Please reproduce the data below without any changes, beginning at the line that contains "wallpaper in the photo above." and stopping after the line that contains "(1132, 213)". Include both of those lines and nothing else.
◆ ◆ ◆ ◆ ◆ ◆ ◆
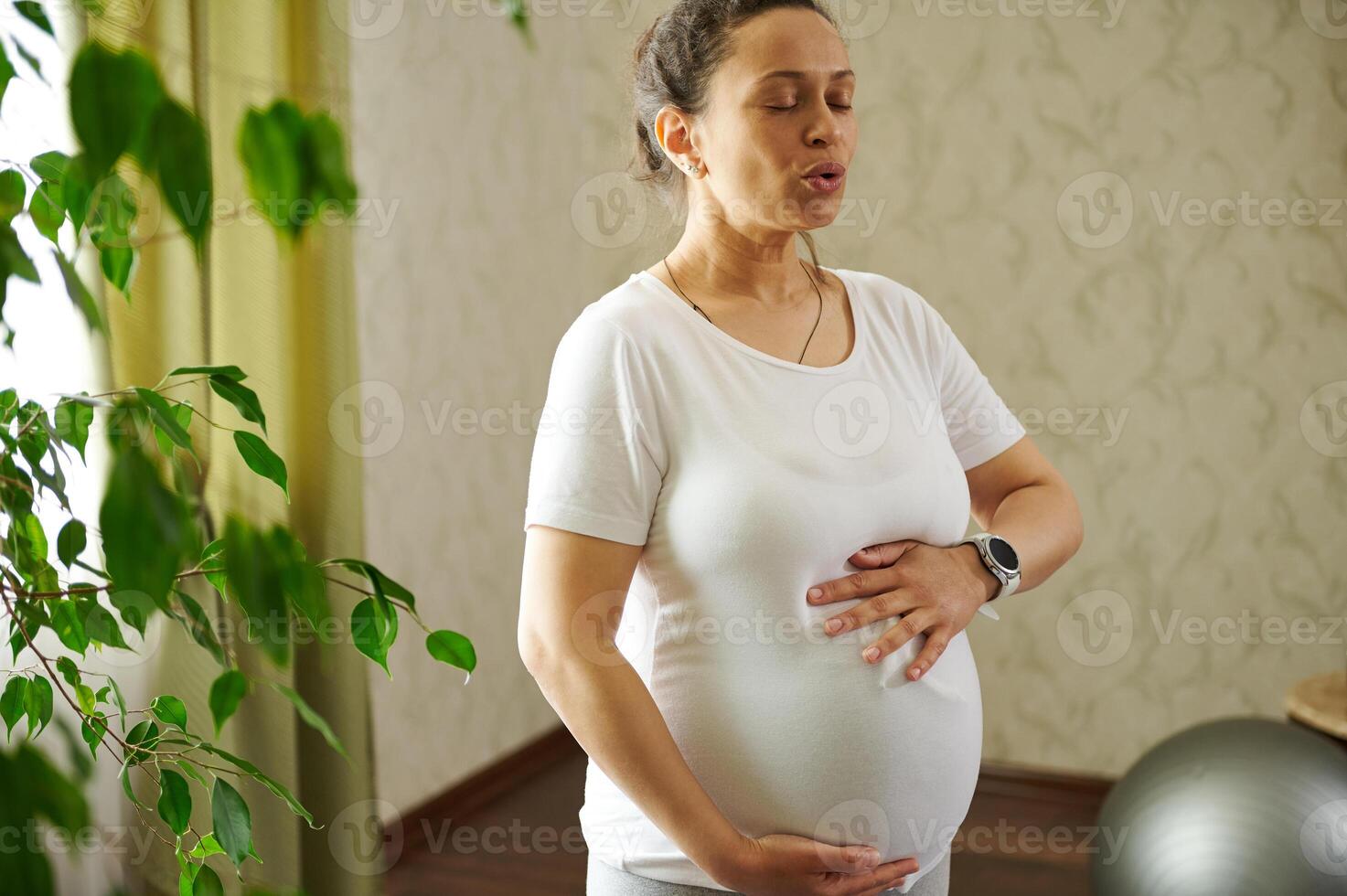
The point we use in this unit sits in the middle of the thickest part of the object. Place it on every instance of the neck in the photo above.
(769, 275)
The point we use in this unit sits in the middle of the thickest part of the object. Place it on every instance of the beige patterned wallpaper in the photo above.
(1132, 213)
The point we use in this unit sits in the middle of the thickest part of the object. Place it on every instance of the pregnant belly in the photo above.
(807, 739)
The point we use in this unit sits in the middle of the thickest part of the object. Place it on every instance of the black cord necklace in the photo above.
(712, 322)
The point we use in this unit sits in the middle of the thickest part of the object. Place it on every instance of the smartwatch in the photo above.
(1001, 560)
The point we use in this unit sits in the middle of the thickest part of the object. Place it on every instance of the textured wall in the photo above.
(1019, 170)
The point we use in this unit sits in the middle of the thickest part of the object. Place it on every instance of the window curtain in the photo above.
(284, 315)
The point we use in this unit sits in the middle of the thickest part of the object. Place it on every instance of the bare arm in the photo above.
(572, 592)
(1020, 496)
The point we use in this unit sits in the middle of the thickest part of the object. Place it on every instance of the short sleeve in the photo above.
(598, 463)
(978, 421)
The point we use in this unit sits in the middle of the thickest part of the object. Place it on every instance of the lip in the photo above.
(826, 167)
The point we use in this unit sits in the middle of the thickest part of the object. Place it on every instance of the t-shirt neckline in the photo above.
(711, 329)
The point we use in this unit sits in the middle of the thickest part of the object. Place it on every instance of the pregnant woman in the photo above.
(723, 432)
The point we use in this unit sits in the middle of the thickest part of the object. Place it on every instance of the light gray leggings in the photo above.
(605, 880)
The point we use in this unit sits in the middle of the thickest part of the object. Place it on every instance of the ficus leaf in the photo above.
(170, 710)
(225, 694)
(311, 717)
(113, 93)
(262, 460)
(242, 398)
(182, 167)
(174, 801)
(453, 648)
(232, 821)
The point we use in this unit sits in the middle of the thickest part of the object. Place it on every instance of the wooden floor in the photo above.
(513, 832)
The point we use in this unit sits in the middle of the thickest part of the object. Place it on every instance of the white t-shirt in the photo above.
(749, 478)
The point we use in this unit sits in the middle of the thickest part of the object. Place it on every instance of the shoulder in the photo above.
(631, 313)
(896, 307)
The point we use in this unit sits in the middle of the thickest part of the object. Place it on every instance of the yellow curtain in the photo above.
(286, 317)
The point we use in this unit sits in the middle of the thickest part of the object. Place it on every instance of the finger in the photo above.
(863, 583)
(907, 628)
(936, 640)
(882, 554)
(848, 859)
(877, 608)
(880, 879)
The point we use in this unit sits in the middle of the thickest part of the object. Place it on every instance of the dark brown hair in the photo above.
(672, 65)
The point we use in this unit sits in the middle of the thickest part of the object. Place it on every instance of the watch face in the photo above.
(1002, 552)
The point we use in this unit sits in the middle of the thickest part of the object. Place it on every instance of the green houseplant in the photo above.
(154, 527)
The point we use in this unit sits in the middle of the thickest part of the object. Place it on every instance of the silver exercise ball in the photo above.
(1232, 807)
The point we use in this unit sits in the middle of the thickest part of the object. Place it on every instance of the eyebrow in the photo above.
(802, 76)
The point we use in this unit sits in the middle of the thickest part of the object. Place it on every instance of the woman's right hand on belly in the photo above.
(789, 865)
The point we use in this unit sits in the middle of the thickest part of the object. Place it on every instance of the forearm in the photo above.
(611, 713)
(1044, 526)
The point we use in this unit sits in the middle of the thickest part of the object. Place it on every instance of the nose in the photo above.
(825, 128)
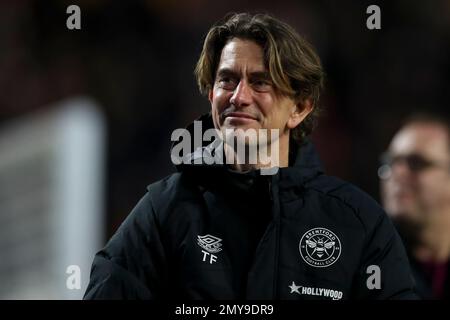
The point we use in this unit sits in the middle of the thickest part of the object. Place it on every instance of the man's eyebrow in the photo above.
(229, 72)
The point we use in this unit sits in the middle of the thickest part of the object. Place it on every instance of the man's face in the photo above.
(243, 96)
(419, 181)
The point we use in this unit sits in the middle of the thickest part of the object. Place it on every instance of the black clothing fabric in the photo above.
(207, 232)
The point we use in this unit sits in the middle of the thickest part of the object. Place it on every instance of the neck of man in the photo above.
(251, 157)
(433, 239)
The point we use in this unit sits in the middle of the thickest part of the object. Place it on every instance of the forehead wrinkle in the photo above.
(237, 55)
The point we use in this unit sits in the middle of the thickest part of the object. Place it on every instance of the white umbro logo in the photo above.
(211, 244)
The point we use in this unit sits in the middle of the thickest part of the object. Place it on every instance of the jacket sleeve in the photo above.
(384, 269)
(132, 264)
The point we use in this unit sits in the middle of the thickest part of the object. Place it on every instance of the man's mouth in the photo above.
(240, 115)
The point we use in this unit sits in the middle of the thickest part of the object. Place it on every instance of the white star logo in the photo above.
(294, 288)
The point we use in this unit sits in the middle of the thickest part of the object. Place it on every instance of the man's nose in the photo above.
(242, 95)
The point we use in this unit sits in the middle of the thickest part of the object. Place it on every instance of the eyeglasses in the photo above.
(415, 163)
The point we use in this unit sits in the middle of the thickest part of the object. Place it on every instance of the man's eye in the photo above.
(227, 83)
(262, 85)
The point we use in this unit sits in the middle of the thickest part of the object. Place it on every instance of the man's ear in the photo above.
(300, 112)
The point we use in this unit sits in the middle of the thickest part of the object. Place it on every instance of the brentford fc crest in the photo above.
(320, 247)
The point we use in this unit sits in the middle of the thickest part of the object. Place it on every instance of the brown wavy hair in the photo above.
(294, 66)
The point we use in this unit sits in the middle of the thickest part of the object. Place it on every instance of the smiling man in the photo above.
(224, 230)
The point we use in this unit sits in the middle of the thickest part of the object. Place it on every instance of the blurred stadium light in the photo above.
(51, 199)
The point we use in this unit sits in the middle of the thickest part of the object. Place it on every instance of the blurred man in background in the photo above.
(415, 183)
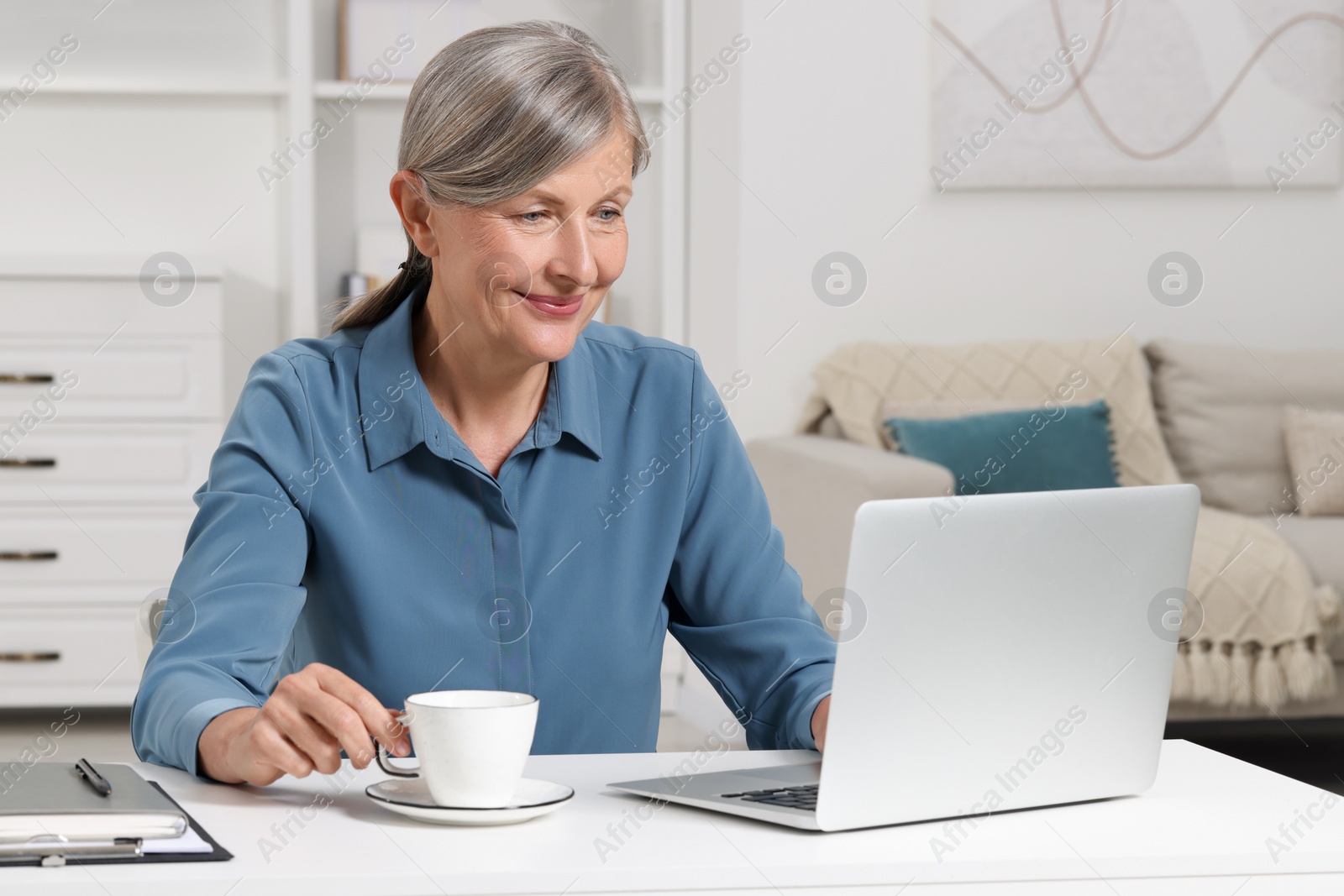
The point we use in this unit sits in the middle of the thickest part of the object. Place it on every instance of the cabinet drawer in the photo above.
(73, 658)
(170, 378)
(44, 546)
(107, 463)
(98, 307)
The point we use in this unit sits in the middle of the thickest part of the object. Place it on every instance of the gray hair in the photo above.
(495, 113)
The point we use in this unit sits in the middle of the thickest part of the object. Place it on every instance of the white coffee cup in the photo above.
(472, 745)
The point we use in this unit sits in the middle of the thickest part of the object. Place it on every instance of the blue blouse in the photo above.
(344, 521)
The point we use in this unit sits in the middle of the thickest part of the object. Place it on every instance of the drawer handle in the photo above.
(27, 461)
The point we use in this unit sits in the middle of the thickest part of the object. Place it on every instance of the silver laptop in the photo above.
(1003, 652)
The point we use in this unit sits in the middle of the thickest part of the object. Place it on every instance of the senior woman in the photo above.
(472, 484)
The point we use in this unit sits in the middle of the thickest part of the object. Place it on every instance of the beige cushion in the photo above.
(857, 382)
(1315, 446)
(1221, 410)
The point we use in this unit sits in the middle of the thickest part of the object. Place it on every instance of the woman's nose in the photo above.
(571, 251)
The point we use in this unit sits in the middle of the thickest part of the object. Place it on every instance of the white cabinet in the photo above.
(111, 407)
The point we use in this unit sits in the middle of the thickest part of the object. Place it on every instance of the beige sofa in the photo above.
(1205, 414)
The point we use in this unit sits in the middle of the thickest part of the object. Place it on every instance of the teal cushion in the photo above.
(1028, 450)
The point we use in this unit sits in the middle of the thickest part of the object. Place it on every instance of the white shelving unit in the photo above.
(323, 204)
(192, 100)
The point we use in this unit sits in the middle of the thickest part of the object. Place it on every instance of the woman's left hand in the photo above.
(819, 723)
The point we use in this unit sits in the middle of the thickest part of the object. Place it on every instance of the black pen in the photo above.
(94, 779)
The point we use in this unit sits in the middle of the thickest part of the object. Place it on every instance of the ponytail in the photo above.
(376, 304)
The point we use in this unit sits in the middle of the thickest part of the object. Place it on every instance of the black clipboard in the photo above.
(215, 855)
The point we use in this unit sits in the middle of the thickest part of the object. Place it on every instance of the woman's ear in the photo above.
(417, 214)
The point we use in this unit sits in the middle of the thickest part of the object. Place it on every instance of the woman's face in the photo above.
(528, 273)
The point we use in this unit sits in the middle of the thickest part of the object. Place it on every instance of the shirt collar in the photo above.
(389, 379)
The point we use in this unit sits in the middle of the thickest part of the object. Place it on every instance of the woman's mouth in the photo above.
◆ ◆ ◆ ◆ ◆ ◆ ◆
**Answer for this exercise**.
The point we use in this unit sits in the middle of the thickest part of the object. Place it on every instance of the beige patterned wallpaper in the photo above.
(1132, 213)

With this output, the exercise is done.